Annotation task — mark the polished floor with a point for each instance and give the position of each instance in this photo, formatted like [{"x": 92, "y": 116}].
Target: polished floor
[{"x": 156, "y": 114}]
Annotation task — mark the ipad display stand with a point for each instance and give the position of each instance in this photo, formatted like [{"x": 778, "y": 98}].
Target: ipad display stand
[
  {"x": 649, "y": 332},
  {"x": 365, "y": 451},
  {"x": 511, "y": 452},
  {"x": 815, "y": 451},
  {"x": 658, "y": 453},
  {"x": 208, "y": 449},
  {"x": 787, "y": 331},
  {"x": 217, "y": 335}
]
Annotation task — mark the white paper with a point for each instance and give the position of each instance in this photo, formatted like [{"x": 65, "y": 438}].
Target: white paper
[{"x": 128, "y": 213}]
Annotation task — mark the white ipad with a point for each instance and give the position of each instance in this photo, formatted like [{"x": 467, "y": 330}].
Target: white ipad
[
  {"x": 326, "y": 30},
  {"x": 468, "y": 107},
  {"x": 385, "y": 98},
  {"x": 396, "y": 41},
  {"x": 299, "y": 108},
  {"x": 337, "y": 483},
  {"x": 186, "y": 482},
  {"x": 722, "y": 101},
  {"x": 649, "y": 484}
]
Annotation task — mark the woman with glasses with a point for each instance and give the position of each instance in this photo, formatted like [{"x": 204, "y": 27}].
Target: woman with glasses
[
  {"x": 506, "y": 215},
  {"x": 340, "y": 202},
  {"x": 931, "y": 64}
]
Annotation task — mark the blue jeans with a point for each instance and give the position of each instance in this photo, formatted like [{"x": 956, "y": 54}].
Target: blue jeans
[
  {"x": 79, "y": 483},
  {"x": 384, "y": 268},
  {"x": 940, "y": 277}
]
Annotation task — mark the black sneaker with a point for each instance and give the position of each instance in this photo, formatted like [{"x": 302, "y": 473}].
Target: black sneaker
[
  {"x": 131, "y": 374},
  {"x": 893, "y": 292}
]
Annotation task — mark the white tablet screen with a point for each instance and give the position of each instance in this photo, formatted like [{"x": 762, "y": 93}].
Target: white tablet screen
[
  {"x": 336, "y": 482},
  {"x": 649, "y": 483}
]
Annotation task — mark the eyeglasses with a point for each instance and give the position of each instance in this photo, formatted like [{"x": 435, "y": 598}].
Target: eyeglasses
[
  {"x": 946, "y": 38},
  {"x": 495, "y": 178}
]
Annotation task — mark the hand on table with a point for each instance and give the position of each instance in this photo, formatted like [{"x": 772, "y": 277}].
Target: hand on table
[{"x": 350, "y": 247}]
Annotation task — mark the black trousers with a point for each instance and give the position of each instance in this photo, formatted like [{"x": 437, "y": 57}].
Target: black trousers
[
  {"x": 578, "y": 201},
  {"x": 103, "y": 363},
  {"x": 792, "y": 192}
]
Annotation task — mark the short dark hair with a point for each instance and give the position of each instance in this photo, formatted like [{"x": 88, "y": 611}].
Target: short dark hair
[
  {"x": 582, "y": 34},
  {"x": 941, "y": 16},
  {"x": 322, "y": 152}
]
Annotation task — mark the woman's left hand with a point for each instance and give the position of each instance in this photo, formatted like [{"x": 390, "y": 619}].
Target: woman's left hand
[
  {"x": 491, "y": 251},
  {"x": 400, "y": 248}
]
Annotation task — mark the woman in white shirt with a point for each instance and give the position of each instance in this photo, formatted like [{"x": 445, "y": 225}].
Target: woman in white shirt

——

## SHORT EXERCISE
Return exactly the lines from the one containing "Annotation task — mark the short" through the last line of the records above, both included, and nothing else.

## RESULT
Annotation task — mark the short dark hair with a point for each instance and give the position of each instance in this photo, formatted like [{"x": 88, "y": 611}].
Target: short dark hair
[
  {"x": 582, "y": 34},
  {"x": 941, "y": 16},
  {"x": 322, "y": 152}
]
Annotation task — mark the woman's left hand with a point for each instance and give the position of each instance in this photo, formatted like [{"x": 390, "y": 619}].
Target: woman's left hand
[
  {"x": 491, "y": 251},
  {"x": 400, "y": 248}
]
Annotation task — mark the woman in white shirt with a point for each instance and give the position of each instance in this photo, formatted like [{"x": 445, "y": 225}].
Target: woman in white shirt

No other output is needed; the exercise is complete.